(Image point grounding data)
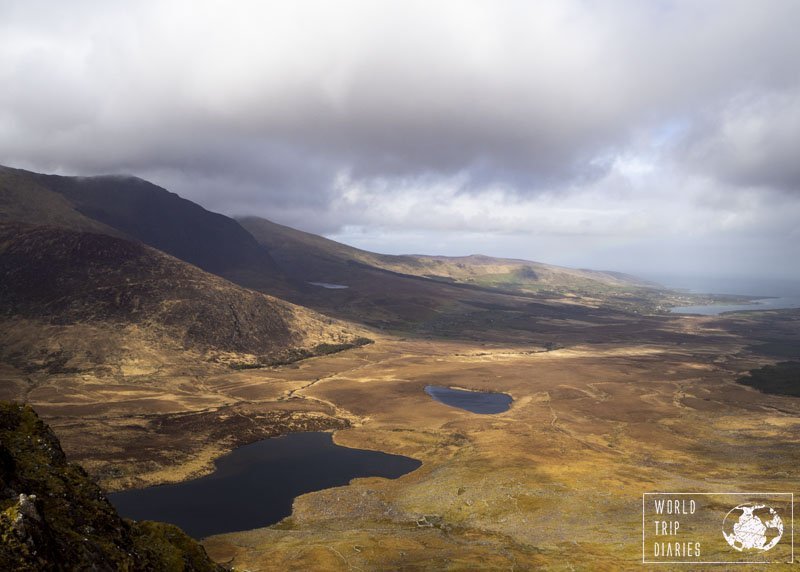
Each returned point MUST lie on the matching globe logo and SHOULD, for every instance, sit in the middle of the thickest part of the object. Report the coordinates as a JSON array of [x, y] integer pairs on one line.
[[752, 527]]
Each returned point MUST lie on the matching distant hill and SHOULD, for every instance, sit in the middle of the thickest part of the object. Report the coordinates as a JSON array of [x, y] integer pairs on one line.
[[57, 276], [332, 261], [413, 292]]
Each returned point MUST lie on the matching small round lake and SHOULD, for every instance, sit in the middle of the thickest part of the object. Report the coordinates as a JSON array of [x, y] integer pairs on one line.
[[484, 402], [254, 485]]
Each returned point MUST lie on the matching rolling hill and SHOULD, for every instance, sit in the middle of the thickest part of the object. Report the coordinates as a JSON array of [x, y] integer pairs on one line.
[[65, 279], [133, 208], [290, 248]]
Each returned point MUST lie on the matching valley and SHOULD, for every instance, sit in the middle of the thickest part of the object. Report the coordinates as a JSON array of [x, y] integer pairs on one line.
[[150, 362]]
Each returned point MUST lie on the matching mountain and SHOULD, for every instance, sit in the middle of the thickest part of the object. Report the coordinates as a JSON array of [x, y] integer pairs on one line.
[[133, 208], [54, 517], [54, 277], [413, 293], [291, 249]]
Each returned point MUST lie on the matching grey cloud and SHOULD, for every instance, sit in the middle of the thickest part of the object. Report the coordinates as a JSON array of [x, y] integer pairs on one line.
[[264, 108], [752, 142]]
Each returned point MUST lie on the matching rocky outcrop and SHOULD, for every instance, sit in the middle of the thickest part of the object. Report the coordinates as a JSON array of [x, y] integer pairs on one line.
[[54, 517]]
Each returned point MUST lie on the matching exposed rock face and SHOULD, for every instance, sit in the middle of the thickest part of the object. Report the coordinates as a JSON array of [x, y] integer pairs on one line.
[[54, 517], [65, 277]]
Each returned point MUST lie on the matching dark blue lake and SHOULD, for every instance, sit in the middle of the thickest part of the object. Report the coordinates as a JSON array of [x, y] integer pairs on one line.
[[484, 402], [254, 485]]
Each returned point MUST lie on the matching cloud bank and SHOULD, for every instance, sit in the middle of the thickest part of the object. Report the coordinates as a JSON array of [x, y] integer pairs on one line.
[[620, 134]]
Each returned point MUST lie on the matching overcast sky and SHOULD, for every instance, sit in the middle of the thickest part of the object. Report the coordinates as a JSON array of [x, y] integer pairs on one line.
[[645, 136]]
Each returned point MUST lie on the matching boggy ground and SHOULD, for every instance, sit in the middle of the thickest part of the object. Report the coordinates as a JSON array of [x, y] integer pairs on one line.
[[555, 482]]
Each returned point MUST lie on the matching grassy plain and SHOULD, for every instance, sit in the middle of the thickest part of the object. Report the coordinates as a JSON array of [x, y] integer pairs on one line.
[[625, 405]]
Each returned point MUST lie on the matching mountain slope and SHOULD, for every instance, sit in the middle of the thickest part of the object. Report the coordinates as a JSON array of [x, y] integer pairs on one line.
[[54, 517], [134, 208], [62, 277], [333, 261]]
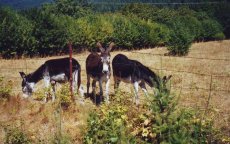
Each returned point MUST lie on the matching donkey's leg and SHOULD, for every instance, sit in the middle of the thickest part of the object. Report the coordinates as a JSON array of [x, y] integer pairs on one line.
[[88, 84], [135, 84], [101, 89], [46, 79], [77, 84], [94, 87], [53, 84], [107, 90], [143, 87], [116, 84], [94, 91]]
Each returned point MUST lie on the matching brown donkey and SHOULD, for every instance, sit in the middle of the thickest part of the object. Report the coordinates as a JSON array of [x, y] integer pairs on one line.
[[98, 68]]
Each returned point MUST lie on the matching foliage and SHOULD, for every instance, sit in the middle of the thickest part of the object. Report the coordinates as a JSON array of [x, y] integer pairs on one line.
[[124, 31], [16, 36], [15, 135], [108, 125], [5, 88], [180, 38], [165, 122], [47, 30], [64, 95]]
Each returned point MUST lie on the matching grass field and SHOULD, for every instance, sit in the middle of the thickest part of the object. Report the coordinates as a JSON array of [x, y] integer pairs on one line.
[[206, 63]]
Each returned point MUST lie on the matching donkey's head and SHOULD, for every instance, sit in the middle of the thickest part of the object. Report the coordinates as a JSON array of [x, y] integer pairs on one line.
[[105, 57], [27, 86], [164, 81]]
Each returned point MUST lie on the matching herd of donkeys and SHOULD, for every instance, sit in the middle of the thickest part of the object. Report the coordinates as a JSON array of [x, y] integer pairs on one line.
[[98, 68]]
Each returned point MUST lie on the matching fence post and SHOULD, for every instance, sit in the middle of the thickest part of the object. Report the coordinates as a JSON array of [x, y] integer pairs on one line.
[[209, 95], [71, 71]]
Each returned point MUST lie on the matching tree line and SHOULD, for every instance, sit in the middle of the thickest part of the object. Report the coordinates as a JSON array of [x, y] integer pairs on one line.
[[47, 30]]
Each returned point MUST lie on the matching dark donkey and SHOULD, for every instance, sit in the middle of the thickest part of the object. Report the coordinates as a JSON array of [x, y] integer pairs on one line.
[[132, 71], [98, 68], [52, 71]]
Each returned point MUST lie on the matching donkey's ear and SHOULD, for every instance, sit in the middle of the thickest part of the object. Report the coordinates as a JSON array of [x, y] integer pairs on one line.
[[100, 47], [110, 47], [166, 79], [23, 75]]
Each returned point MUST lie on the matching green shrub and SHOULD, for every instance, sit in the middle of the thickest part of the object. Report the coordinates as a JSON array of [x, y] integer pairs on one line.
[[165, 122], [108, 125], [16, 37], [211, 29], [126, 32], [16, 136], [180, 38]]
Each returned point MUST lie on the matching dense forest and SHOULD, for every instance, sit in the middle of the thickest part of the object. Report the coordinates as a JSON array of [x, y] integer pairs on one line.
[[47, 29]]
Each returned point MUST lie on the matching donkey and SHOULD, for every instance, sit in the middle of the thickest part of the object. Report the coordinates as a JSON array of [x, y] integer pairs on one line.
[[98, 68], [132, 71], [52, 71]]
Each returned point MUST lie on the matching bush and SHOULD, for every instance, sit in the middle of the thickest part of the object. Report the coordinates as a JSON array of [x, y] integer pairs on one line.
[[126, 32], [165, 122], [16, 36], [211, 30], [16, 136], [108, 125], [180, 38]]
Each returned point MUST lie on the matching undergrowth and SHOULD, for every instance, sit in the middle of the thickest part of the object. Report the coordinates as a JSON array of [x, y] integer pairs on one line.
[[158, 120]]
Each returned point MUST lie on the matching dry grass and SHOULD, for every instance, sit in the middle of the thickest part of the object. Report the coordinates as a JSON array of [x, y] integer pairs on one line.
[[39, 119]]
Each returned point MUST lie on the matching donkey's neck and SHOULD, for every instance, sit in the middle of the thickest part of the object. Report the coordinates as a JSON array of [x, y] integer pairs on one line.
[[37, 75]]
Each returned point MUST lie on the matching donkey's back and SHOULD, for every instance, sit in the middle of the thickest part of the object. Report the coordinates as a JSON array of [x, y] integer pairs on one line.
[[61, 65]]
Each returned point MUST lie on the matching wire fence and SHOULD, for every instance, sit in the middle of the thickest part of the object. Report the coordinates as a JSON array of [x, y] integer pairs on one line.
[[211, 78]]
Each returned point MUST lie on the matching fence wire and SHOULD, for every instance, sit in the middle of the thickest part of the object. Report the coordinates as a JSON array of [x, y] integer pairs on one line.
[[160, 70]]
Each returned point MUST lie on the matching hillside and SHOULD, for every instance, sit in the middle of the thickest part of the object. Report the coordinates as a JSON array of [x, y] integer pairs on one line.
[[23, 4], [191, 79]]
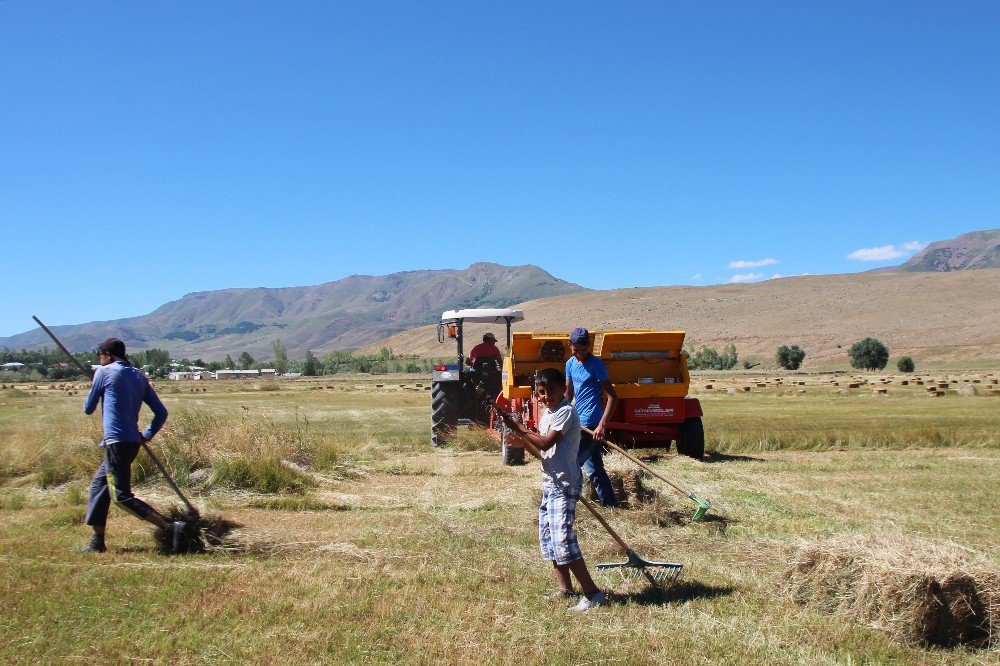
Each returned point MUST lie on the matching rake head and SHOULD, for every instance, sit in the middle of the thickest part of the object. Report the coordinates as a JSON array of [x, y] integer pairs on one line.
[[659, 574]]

What to work on. The answer must be an exact copy of every record above, minus the pictures.

Output below.
Each returned point MUST lie on the matching globe logo and SHOULD, for every instance, sit in the middle of the thickest part of the object. Report the coordinates as a JSON array of [x, y] integer pairs on one line.
[[752, 527]]
Each returned point MUST lie on the matching distant hill and SHOULD, for every instance, sit in the middle of the thickest part of the object. Report the coordinates as a JSON array of [x, y] integer pairs on one line.
[[57, 276], [332, 261], [413, 292]]
Each returned point MUST lie on the matching small round lake and SHOULD, for every instance, sit in the middle of the thickest part of the object. Report the coordinates as a JSON array of [x, y] integer pairs on one line.
[[484, 402], [254, 485]]
Each returned point MUST lie on the matching rolling hill and SHOULD, for every instance, sit in the middle of the thickest part of the object. Report the coordinates as a JSON array of [x, y] integer pairs on one line.
[[65, 279], [133, 208], [290, 248]]
Each returned point MUST lie on the matching valley and SHOULD, for every instance, sit in the middle of the thickest part of the object. Report the coordinates as a JSON array of [x, y] integer pairs on one line.
[[150, 362]]
Each returned point MUST lie on the matching mountain and SHOULD, for every instance, sit in the middle of the thickest part of the object. Report the coordinates as a JSON array of [x, y] integer pairs on one line.
[[133, 208], [54, 517], [54, 277], [413, 293], [291, 249]]
Each returned point MUST lie on the matching grey cloud and SHOULD, for every instance, sit in the middle of the thickest part of the object. Report the coordinates as a JSON array of [x, y] integer pairs on one line.
[[264, 108], [752, 142]]
Each returned point MUST lie on the matching rocky outcrop and SHOULD, for every instance, sit in the middle of the thickest part of the object. Report the coordinates as a JSON array of [x, y] integer pairs on one line.
[[54, 517]]
Each returned point MUST lie on the matching exposed rock face and SHOULD, for every instance, sit in the middle of the thickest part of the object. Report the coordinates as a JSON array of [x, y] integer pairs on one line.
[[54, 517], [65, 277]]
Each returned point MUST lie on the matching dark blue lake and SHOULD, for every instance, sit in the middle of the thickest part of the object. Report the coordinates as a JSON array of [x, y] integer pairs on one line.
[[484, 402], [254, 485]]
Each returned point MUST lie on the matching cloud bank and SHOULD, for every instance, sit in the middle of the thickest part of the object. Report the coordinates as a JSON array of [x, y] integer pairs on one line.
[[620, 134]]
Each returned point MUST lie on the matching overcast sky and SHOULD, for every instance, sit in the middle of the thickest part of the object. Report the coordinates as a JSON array of [x, y] integer pairs on one line.
[[645, 136]]
Each returned point MUST lie on the matching boggy ground and SHOULD, for every instance, sit in the middle of the thickest part of the object. Report the coordinates as a JSON array of [x, y] integer pairs on one line.
[[555, 482]]
Each returned point MUST lie on the matching grassy plain and SHOULD, for every instance, sit in the middle of the thickest part of the object. Report the coordinates as a JSON array of [x, y] integer pairs on one line.
[[625, 405]]
Each returned point MUST lie on the matching mountain slope and SHOULD, for every instance, sit in the middle of the thickest part of the object. Report the coordinates as a JSON array of [x, y] integer pairs on one line.
[[54, 517], [134, 208], [62, 277], [333, 261]]
Each returned point MUST lie on the matching donkey's leg and SHOULD, for every instance, sit in the middle of the thickest part of the object. Report the coordinates as a JSON array of [x, y] integer pairs on one line.
[[88, 84], [135, 84], [101, 89], [46, 79], [77, 84], [94, 87], [53, 84], [107, 90], [143, 87], [116, 84], [94, 91]]
Each returned point MUST lie on the matching brown donkey and SHOULD, for every instance, sit in the middle of the thickest part of the object. Report the coordinates as a JSON array of [x, y] integer pairs on one line.
[[98, 68]]
Each returned point MUST lie on the matching foliage and SHOULD, for every instance, sit in the middle of the thickest part of the object. Report the coordinates as a JSON array of [x, y] integer pairs on one line.
[[124, 31], [16, 36], [15, 135], [108, 125], [5, 88], [180, 38], [165, 122], [47, 30], [64, 95]]
Each returned point MUST lie on the matching grass field and SHOULD, for every instance, sit in the middle of the thickest part of the object. Report the coordinates as a JSON array of [x, y] integer pairs on one line.
[[206, 63]]
Each returned point MUST lie on the matching donkey's head and SHOULD, for every instance, sit in the middle of the thickest part of the object. Report the coordinates as a JSON array of [x, y] integer pairs on one line.
[[105, 57], [27, 86], [164, 81]]
Each returned point MUST lie on the matching herd of donkeys and SHOULD, for every instance, sit in the middle of the thickest part of the object. Report the coordinates as a JSON array of [x, y] integer pairs on one line.
[[98, 68]]
Each returned point MUST lie on the matching fence post and SHOULD, for every instance, sit in the middle of the thickest part of the object. Report the coordinates as a JSON array of [x, y] integer pairs on one line.
[[209, 95], [71, 71]]
Each returned point MUST lie on the matching tree line and SHOULD, for every instance, sit in the middle of the thickest part of the object. Report the coordinates as a JSON array of [x, y] integer pairs on one line.
[[47, 30]]
Each returned point MUST lie on the matching dark donkey and SHOULD, for every instance, sit in the middle of the thickest part of the object. Report the coordinates as a JSON array of [x, y] integer pairs on one line.
[[132, 71], [98, 68], [52, 71]]
Each returned point MUST lie on the matching donkey's ear and SHOULD, for every instance, sit in the middle of the thickest part of the object. Report the coordinates as a JSON array of [x, y] integer pairs on one line.
[[100, 47], [110, 47], [166, 79], [23, 75]]
Each returned point MUST lie on the matching green shrub and SHOULD, for every instance, sit in the middle of the thickest part of the object. Report the coordinates as a JSON array of [x, y] integer pairs on one line.
[[165, 122], [108, 125], [16, 37], [211, 29], [126, 32], [16, 136], [180, 38]]
Each returned point MUST lie on the matching dense forest and SHOULD, for every instance, sit in the middle of the thickest part of the object. Report the coordinates as a JSON array of [x, y] integer pairs on one line.
[[47, 29]]
Each returned point MUST lie on the matching donkey and SHOULD, for every instance, sit in the middle of the thickest part of the object. Report the coordinates as a JSON array of [x, y] integer pairs on one line.
[[98, 68], [132, 71], [52, 71]]
Each returned point MUST lie on the matching bush and SHOULD, for every instance, sit in the middle of the thickest part of the object. Report the coordinates as a JSON array of [x, y] integer pairs on one line.
[[126, 32], [165, 122], [16, 36], [211, 30], [16, 136], [108, 125], [180, 38]]
Each returned point MUST lie on the matching undergrowth and SHOULD, for every instance, sit in the middle of the thickest part of the object. Report the coordinates as a JSON array of [x, y] integer pairs on one line.
[[158, 120]]
Each returned point MUST lie on the matching dry grass and SHOULD, for every instance, sit in the middle of the thickest part of the object. Report the coordinates as a JSON array of [x, y] integer pairs on one line.
[[39, 119]]
Each returned point MUST lie on the matching donkey's neck and SHOULD, for every instance, sit in the middle of the thickest part of the object. Report the coordinates as a JSON array of [x, y] integer pairs on one line.
[[37, 75]]
Each returned point MUST lie on the matching donkey's back and SHOULD, for every instance, sit in the middle of the thickest part of the object. Report the coordinates as a JSON array of [x, y] integer pairs on one line.
[[61, 65]]
Each returned point MUST lie on the matching wire fence and SHOULD, for every instance, sit in the middle of the thickest part of the object. Report the coordinates as a JSON array of [x, y] integer pairs on one line.
[[211, 78]]
Each returned point MUST lie on the matching fence wire and SHOULD, for every instance, sit in the middle of the thickest part of the object. Report the coordinates as a JSON array of [x, y] integer pairs on one line.
[[160, 70]]
Each returned point MUST lie on the matching hillside and SHOULD, for every instance, sit in the middle of the thickest part of the object. Report the coordinates as a JSON array of [x, y] integer pairs on one line.
[[23, 4], [191, 79]]
Each returned point MUST lie on the matching rake head and SHOULD, for every instance, sit in the middle of the thickest part of the object. Report the coordinates as a JSON array of [x, y] integer pairs on one line.
[[659, 574]]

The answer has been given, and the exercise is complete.